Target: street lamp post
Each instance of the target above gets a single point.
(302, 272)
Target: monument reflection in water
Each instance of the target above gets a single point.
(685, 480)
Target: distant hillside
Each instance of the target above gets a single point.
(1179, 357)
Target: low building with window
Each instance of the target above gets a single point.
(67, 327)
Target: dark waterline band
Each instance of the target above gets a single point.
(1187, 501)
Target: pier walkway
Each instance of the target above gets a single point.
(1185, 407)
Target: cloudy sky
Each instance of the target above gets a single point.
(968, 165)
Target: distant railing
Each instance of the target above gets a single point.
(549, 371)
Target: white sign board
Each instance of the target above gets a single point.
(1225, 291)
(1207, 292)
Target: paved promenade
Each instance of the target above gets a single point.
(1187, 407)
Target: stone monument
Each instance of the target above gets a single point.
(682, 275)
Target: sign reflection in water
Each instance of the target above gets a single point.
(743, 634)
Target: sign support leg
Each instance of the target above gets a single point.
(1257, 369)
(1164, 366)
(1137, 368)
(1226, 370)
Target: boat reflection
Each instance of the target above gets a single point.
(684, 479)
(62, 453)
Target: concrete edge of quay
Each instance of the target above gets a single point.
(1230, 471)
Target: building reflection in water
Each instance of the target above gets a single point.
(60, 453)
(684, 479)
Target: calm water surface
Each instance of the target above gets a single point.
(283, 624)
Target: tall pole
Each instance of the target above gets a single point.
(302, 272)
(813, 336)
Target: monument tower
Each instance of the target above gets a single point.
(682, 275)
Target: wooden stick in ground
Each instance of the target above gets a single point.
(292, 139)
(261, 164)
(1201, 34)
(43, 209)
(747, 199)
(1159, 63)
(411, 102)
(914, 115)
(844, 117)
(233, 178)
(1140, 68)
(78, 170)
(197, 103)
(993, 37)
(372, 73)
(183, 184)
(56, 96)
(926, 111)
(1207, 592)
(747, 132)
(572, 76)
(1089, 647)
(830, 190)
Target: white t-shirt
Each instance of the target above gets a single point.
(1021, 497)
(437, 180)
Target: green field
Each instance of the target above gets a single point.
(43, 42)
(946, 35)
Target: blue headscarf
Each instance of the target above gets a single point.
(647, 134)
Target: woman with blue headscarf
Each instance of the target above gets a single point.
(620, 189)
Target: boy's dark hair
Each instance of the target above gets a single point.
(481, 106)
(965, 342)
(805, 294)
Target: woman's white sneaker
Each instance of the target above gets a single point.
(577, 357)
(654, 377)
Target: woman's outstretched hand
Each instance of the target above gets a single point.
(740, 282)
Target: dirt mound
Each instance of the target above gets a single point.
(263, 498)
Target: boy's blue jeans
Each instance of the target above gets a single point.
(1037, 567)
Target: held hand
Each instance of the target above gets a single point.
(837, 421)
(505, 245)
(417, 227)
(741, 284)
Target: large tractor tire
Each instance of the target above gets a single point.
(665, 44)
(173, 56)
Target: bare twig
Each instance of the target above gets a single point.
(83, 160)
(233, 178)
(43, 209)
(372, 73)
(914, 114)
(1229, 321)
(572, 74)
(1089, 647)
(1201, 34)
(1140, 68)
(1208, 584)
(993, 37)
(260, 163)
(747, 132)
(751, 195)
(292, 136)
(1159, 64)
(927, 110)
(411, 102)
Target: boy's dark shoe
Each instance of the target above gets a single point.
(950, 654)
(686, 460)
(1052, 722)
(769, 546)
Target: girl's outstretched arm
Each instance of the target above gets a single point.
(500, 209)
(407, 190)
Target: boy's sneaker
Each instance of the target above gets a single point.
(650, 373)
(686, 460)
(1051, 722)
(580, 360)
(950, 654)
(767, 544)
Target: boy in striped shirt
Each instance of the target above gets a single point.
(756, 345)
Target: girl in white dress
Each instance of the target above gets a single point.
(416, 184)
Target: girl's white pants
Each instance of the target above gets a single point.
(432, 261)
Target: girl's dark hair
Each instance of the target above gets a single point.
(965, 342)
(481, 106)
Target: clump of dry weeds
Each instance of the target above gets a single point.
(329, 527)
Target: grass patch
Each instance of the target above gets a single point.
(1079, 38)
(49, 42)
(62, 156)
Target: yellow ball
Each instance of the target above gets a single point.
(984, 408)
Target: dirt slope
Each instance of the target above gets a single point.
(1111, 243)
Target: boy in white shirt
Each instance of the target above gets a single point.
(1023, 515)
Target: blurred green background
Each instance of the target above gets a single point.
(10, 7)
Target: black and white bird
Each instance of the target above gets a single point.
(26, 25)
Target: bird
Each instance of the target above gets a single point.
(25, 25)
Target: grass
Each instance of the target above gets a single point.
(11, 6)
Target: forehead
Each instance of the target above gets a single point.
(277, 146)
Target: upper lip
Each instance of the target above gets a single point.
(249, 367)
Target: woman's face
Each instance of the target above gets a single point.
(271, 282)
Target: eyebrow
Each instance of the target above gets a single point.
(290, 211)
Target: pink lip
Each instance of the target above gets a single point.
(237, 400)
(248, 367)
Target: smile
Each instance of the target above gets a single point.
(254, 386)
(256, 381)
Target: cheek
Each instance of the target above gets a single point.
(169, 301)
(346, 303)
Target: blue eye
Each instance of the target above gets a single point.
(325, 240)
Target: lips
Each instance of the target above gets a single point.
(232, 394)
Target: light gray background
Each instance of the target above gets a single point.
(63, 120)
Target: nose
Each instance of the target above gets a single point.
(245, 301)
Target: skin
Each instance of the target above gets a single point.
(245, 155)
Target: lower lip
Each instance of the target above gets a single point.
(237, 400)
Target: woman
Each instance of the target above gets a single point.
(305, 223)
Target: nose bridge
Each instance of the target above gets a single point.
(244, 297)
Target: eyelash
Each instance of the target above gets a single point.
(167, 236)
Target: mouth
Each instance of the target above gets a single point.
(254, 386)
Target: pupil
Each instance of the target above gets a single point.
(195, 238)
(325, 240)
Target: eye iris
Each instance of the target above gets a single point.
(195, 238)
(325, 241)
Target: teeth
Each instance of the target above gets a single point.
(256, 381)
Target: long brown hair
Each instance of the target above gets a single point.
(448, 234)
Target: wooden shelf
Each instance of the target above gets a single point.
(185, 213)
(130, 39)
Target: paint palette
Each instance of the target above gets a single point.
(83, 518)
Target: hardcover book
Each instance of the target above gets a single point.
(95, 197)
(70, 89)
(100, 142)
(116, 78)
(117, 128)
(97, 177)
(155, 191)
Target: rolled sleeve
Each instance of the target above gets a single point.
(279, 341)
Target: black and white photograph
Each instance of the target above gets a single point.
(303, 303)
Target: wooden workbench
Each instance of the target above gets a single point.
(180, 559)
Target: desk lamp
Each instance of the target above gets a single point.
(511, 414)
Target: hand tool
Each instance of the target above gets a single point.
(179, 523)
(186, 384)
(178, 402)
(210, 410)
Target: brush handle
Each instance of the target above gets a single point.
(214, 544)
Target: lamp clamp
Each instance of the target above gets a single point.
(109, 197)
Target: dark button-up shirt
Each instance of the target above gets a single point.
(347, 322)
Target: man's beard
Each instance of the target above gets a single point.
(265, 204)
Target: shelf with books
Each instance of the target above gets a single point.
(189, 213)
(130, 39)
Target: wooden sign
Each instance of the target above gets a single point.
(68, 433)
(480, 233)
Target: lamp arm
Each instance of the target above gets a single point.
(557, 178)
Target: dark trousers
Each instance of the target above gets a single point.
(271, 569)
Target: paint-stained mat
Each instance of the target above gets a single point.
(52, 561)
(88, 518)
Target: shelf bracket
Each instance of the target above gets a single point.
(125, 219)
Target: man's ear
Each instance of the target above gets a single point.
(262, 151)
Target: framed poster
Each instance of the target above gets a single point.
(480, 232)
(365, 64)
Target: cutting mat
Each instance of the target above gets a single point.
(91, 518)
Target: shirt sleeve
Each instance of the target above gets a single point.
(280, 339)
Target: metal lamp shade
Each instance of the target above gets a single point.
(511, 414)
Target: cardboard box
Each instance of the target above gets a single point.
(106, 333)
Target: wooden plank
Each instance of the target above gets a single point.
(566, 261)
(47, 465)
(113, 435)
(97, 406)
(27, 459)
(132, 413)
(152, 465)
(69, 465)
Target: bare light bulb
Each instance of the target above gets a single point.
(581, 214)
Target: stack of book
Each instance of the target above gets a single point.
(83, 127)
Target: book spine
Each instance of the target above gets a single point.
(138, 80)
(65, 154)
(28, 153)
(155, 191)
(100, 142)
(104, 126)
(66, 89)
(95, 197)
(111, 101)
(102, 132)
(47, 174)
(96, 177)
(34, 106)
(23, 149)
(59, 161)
====
TUS INSTRUCCIONES
Reescribe como lista JSON de cadenas las líneas del material, desde el comienzo hasta la línea que contiene "(1226, 370)", ambas incluidas. Pon una cadena por línea y omite las líneas en blanco.

TU RESPUESTA
[
  "Target: street lamp post",
  "Each instance of the target above gets a single point.",
  "(302, 272)",
  "Target: monument reflection in water",
  "Each instance of the target above gets a single point.",
  "(685, 480)",
  "Target: distant hillside",
  "Each instance of the target above gets a single point.",
  "(1179, 357)",
  "Target: low building with window",
  "Each instance of the target above gets a single point.",
  "(67, 327)",
  "Target: dark waterline band",
  "Each instance of the target above gets a single point.",
  "(1187, 501)",
  "Target: pier walkway",
  "Each instance of the target above gets a single point.",
  "(1185, 407)",
  "Target: cloudy sky",
  "Each instance of the target above gets a single point.",
  "(968, 165)",
  "Target: distant railing",
  "Each instance of the target above gets a single point.",
  "(549, 371)",
  "Target: white sign board",
  "Each instance of the target above gets a single point.",
  "(1225, 291)",
  "(1207, 292)",
  "Target: paved promenade",
  "Each instance of the target above gets a single point.",
  "(1187, 407)",
  "Target: stone monument",
  "Each instance of the target above gets a single point.",
  "(682, 275)",
  "Target: sign reflection in water",
  "Each instance of the target above gets a single point.",
  "(743, 634)",
  "Target: sign support leg",
  "Each instance of the target above gets a single point.",
  "(1257, 369)",
  "(1164, 366)",
  "(1137, 368)",
  "(1226, 370)"
]